[Work request]
The line containing "Target: maypole pole" marks the end, so write out exactly every line from the top of the entries below through that one.

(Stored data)
══════

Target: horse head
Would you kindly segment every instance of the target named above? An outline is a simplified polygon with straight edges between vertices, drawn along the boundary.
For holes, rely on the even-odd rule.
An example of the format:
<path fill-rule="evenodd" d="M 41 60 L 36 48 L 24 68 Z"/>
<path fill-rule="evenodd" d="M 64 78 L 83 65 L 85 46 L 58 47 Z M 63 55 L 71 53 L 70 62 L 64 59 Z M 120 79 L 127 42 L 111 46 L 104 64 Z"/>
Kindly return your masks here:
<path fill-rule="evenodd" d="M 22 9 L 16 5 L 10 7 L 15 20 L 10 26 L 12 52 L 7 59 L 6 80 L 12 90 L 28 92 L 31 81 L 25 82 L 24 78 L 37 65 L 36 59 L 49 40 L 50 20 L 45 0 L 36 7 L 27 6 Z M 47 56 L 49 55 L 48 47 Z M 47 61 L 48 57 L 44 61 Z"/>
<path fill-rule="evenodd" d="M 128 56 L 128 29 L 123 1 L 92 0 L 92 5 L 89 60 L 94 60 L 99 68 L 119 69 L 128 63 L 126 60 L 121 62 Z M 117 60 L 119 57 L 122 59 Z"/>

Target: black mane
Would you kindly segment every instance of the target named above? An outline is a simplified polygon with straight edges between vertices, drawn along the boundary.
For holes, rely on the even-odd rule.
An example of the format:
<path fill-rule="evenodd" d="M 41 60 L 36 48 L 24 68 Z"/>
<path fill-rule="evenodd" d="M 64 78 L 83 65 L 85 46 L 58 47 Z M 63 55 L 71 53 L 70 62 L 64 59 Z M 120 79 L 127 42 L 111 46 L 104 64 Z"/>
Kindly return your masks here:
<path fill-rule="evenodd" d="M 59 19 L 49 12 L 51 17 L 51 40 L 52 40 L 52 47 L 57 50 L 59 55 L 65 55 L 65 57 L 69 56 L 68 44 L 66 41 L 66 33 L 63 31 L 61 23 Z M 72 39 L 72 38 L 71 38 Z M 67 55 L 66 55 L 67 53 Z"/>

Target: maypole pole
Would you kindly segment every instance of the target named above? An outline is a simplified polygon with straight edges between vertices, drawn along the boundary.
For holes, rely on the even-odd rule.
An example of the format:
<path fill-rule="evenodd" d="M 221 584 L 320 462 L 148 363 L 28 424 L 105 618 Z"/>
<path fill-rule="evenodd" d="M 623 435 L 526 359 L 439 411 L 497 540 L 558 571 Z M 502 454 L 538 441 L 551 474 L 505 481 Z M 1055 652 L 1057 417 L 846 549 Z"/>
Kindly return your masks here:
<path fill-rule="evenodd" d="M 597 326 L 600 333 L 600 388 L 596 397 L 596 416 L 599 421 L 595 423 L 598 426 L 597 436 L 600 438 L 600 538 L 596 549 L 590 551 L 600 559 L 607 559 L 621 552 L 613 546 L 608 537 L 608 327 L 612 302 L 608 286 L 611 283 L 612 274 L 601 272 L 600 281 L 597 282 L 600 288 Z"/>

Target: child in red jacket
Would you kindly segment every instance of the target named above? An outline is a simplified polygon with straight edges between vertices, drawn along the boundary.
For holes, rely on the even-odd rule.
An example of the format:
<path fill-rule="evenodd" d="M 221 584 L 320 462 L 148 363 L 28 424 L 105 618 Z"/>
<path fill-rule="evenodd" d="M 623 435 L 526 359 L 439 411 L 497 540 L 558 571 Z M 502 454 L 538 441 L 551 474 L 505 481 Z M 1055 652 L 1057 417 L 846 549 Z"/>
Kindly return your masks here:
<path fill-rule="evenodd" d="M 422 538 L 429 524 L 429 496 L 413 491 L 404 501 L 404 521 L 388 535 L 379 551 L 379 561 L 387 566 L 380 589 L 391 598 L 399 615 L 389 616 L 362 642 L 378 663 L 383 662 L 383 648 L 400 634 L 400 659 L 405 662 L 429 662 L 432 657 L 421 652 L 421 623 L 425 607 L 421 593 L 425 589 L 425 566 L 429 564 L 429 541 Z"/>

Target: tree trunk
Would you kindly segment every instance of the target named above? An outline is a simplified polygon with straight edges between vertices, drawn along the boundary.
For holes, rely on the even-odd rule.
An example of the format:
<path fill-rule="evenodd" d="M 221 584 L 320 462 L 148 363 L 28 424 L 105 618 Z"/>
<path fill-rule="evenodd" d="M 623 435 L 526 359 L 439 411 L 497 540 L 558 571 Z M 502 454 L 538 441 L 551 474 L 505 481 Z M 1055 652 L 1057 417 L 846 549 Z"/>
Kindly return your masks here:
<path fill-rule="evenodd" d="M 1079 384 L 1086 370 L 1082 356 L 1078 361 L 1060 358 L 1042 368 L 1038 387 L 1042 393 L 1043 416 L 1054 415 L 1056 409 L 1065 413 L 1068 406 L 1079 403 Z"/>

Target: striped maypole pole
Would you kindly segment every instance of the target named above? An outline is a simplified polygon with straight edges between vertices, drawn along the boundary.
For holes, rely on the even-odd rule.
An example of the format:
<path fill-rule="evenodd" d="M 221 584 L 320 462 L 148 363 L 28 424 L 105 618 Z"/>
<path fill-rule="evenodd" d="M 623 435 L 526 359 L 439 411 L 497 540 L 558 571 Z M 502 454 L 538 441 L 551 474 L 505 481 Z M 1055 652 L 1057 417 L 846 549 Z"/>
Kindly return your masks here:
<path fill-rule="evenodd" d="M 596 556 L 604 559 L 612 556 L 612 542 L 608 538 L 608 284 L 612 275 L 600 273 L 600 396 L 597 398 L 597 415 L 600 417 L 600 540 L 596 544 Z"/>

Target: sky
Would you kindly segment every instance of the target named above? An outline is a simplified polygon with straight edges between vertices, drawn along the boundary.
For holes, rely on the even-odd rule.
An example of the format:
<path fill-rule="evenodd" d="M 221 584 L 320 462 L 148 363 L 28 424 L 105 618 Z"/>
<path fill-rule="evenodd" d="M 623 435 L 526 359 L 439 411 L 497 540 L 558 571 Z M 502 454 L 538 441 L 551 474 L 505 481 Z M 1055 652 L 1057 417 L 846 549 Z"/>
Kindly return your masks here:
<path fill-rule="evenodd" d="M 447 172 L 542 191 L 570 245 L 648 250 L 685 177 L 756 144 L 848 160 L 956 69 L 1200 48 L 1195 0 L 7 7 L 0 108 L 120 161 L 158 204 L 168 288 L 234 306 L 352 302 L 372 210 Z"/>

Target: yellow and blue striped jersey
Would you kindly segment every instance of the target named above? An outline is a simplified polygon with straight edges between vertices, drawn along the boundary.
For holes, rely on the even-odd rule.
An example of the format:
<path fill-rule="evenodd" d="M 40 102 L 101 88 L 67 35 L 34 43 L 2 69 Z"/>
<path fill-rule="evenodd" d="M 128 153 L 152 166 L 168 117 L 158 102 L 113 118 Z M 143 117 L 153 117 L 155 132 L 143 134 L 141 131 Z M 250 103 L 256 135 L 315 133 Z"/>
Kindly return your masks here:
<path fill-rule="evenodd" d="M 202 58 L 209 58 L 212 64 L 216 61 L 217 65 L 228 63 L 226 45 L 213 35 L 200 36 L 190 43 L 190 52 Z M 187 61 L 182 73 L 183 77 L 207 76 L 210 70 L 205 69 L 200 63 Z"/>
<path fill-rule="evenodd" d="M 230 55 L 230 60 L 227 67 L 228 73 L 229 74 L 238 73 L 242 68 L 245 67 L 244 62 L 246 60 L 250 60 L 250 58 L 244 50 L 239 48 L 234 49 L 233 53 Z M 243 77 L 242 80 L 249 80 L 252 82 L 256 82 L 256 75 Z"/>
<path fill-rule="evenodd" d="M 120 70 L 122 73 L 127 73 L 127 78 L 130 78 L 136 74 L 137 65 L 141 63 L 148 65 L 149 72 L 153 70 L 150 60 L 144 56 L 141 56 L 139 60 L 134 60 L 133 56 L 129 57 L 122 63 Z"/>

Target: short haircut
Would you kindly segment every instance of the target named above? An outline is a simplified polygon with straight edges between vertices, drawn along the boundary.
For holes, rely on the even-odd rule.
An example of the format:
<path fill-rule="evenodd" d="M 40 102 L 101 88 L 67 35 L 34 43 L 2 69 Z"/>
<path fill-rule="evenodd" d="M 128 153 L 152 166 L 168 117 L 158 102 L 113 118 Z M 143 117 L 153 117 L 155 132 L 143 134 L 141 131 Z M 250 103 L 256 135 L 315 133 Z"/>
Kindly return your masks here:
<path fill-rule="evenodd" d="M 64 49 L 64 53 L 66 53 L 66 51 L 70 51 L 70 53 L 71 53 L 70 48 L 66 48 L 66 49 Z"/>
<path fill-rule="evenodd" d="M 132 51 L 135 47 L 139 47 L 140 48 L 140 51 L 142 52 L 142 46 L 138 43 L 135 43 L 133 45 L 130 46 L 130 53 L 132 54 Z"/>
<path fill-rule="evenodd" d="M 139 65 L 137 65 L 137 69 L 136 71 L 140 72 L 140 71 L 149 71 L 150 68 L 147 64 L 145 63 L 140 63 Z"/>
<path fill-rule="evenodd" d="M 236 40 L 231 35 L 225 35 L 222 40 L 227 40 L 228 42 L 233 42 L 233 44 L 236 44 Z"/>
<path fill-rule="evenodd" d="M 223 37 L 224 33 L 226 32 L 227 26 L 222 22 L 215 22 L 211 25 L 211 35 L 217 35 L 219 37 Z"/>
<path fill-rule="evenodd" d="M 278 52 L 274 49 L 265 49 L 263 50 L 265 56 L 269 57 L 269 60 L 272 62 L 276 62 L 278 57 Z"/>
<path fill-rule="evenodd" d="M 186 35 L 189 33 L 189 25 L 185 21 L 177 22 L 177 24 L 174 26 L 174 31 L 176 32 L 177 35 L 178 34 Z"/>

══════

[Response box]
Target: horse head
Would you kindly segment every instance of the target named above? An outline is a simplified polygon with straight edges between vertices, drawn along the boundary.
For holes, rely on the even-odd rule.
An example of the format:
<path fill-rule="evenodd" d="M 41 60 L 36 48 L 24 68 Z"/>
<path fill-rule="evenodd" d="M 64 78 L 83 65 L 85 46 L 58 47 Z M 63 55 L 71 53 L 70 62 L 64 59 Z M 120 79 L 127 42 L 111 46 L 104 64 Z"/>
Kindly return your masks here:
<path fill-rule="evenodd" d="M 22 9 L 16 5 L 10 7 L 15 20 L 10 26 L 12 52 L 7 59 L 6 80 L 12 90 L 28 92 L 31 81 L 25 82 L 24 78 L 37 65 L 36 59 L 49 40 L 50 20 L 45 0 L 36 7 L 27 6 Z M 47 56 L 49 55 L 48 47 Z M 47 61 L 48 57 L 44 61 Z"/>
<path fill-rule="evenodd" d="M 128 56 L 128 29 L 123 1 L 92 0 L 92 5 L 89 60 L 94 60 L 99 68 L 119 69 L 128 63 L 126 60 L 121 62 Z M 117 60 L 119 57 L 122 59 Z"/>

Target: black mane
Would you kindly segment every instance of the target named above? An outline is a simplified polygon with straight edges between vertices, drawn along the boundary.
For holes, rely on the even-odd rule.
An example of the format:
<path fill-rule="evenodd" d="M 41 60 L 36 48 L 24 68 Z"/>
<path fill-rule="evenodd" d="M 64 78 L 83 65 L 85 46 L 58 47 Z M 63 55 L 71 53 L 70 62 L 64 59 Z M 120 79 L 127 42 L 111 46 L 104 64 Z"/>
Kindly return your masks here:
<path fill-rule="evenodd" d="M 59 19 L 49 12 L 51 17 L 51 40 L 52 40 L 52 47 L 57 50 L 59 55 L 65 55 L 65 57 L 69 56 L 68 44 L 66 41 L 66 33 L 63 31 L 61 23 Z M 72 39 L 72 38 L 71 38 Z M 67 55 L 66 55 L 67 53 Z"/>

Target: maypole pole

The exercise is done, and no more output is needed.